### WHAT THE EXERCISE ASKS
Rewrite each line of the items below as a Markdown table with the columns "Row" and "Line", numbering the rows and skipping blank lines. Leave the pictures out.
====
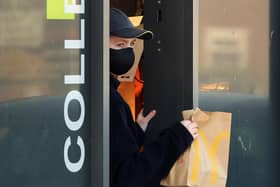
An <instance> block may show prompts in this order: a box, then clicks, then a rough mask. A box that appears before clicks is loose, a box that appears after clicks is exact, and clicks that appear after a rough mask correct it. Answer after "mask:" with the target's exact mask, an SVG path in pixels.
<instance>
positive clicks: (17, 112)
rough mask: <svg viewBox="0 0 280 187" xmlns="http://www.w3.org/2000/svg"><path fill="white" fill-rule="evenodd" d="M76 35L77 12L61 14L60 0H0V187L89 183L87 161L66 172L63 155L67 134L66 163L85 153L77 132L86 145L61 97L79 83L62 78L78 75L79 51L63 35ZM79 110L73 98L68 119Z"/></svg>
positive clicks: (87, 133) (85, 132) (42, 186)
mask: <svg viewBox="0 0 280 187" xmlns="http://www.w3.org/2000/svg"><path fill="white" fill-rule="evenodd" d="M79 39H80V17H79V16H77V15H74V14H68V15H65V14H64V0H9V1H6V0H0V64H1V68H0V85H1V86H0V155H1V161H0V166H1V167H0V179H1V180H0V181H1V182H0V186H24V187H35V186H36V187H37V186H40V187H45V186H46V187H49V186H88V183H89V180H88V174H89V172H88V167H87V165H88V164H83V167H82V168H81V169H80V170H79V171H77V172H70V171H69V168H68V167H67V165H66V164H65V163H67V159H66V158H65V154H64V151H65V147H66V148H67V146H65V145H66V139H67V138H69V137H70V139H71V146H70V147H69V149H66V156H68V157H67V158H69V162H71V163H77V162H78V161H79V160H80V158H81V157H82V156H81V155H82V152H83V150H82V148H81V147H82V146H80V145H77V144H76V142H77V140H79V139H78V136H80V137H81V139H82V140H83V143H84V144H86V145H85V146H87V141H86V139H87V138H88V131H87V129H86V128H84V127H81V128H80V129H81V130H79V131H71V130H69V128H68V127H67V126H66V122H65V119H64V118H65V116H66V115H65V113H64V112H65V110H64V107H65V106H64V105H65V99H66V95H67V94H69V93H70V91H72V90H77V92H79V90H80V89H81V88H82V87H83V86H82V84H76V85H75V84H71V85H69V84H67V85H66V84H64V76H65V75H79V74H80V58H81V57H80V55H81V54H82V51H80V50H79V49H65V47H64V40H79ZM81 93H82V95H83V96H84V92H83V91H81ZM84 99H85V98H84ZM83 108H84V107H83V106H82V105H81V102H79V101H78V100H77V99H76V100H75V99H72V100H71V102H70V103H69V105H68V106H66V109H67V110H66V111H67V112H68V116H69V120H70V121H78V119H80V118H81V113H82V112H81V111H83ZM87 128H88V127H87ZM86 152H87V150H86ZM86 162H87V161H86ZM77 167H79V166H76V168H77ZM67 168H68V169H67Z"/></svg>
====
### ANSWER SECTION
| Row | Line |
|---|---|
| 1 | An <instance> block may show prompts in this order: a box, then clicks, then a rough mask. A box that appears before clicks is loose, a box that appears after clicks is exact, and clicks that appear after a rough mask correct it. Answer after "mask:" with the target's exact mask, an SVG path in pixels. |
| 2 | <instance> |
| 3 | positive clicks: (17, 112) |
| 4 | rough mask: <svg viewBox="0 0 280 187" xmlns="http://www.w3.org/2000/svg"><path fill="white" fill-rule="evenodd" d="M76 35L77 12L61 14L60 0H0V187L89 183L87 161L66 172L63 155L67 134L66 163L85 153L77 132L86 145L61 97L79 83L62 78L78 75L79 51L63 35ZM79 110L73 98L68 119Z"/></svg> |
| 5 | positive clicks: (87, 133) (85, 132) (42, 186) |
| 6 | mask: <svg viewBox="0 0 280 187" xmlns="http://www.w3.org/2000/svg"><path fill="white" fill-rule="evenodd" d="M79 39H80V17H79V16H77V15H74V14H68V15H65V14H64V0H9V1H6V0H0V64H1V68H0V85H1V86H0V155H1V161H0V166H1V167H0V179H1V180H0V181H1V182H0V186H24V187H35V186H36V187H37V186H40V187H45V186H46V187H49V186H88V183H89V180H88V174H89V172H88V167H87V165H88V164H83V167H82V168H81V169H80V170H79V171H77V172H70V171H69V168H68V167H67V165H66V164H65V163H67V159H66V158H65V154H64V151H65V147H66V148H67V146H65V145H66V139H67V138H69V137H70V139H71V146H70V147H69V149H66V156H68V157H67V158H69V162H71V163H77V162H78V161H79V160H80V158H81V157H82V156H81V155H82V152H83V150H82V148H81V147H82V146H80V145H77V144H76V142H77V140H79V139H78V136H80V137H81V139H82V140H83V143H84V144H86V145H85V146H87V141H86V139H87V138H88V131H87V129H86V128H84V127H81V128H80V129H81V130H79V131H71V130H69V128H68V127H67V126H66V122H65V119H64V118H65V116H66V115H65V113H64V112H65V110H64V107H65V106H64V105H65V99H66V95H67V94H69V93H70V91H72V90H77V92H79V90H80V89H81V88H82V87H83V86H82V84H76V85H75V84H71V85H69V84H67V85H66V84H64V76H65V75H79V74H80V58H81V57H80V55H81V54H82V51H80V50H79V49H65V47H64V40H79ZM81 93H82V95H83V96H84V92H83V91H81ZM84 99H85V98H84ZM83 108H84V107H83V106H82V105H81V102H79V101H78V100H77V99H76V100H75V99H72V100H71V102H70V103H69V105H68V106H66V109H67V110H66V111H67V112H68V116H69V120H70V121H78V119H80V118H81V113H82V112H81V111H83ZM87 128H88V127H87ZM86 152H87V150H86ZM86 162H87V161H86ZM77 167H79V166H76V168H77ZM67 168H68V169H67Z"/></svg> |